[Task instructions]: Write out every line of the material below again, raising each x and y coordinate in the answers by 8. Leave out the pictures.

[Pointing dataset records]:
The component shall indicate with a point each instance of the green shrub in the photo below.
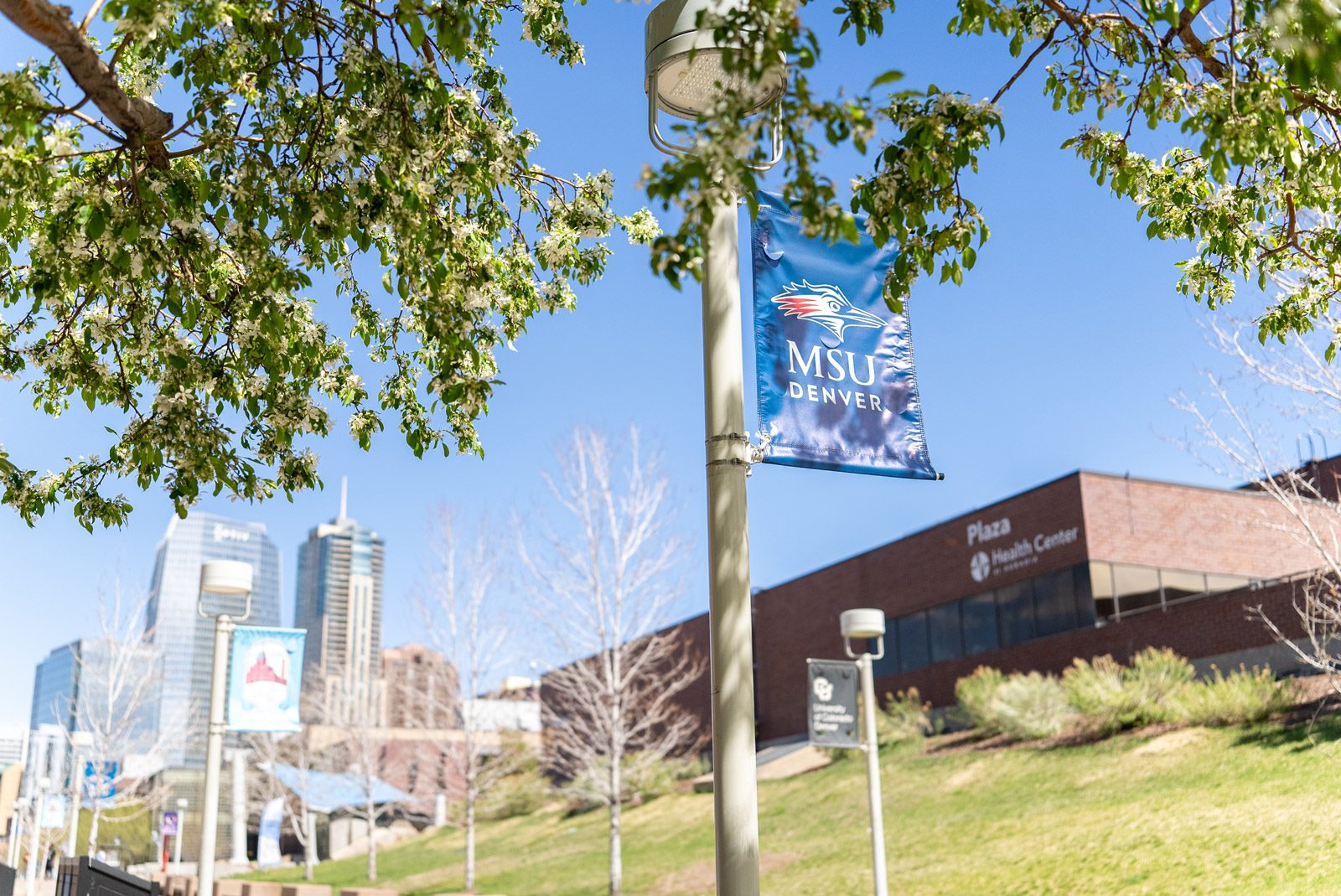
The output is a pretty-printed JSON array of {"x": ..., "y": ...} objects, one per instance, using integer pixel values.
[
  {"x": 1246, "y": 697},
  {"x": 1157, "y": 675},
  {"x": 974, "y": 695},
  {"x": 520, "y": 793},
  {"x": 903, "y": 717},
  {"x": 1029, "y": 707},
  {"x": 1104, "y": 697}
]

[Task answer]:
The component shall indicate with a point each instance of the green shrub in the photo below.
The output is a pretty-printed JSON array of {"x": ..., "y": ...} objects, one per instance, using integer pixel values.
[
  {"x": 1254, "y": 705},
  {"x": 1165, "y": 683},
  {"x": 982, "y": 703},
  {"x": 528, "y": 801},
  {"x": 911, "y": 725},
  {"x": 1037, "y": 715},
  {"x": 1112, "y": 705}
]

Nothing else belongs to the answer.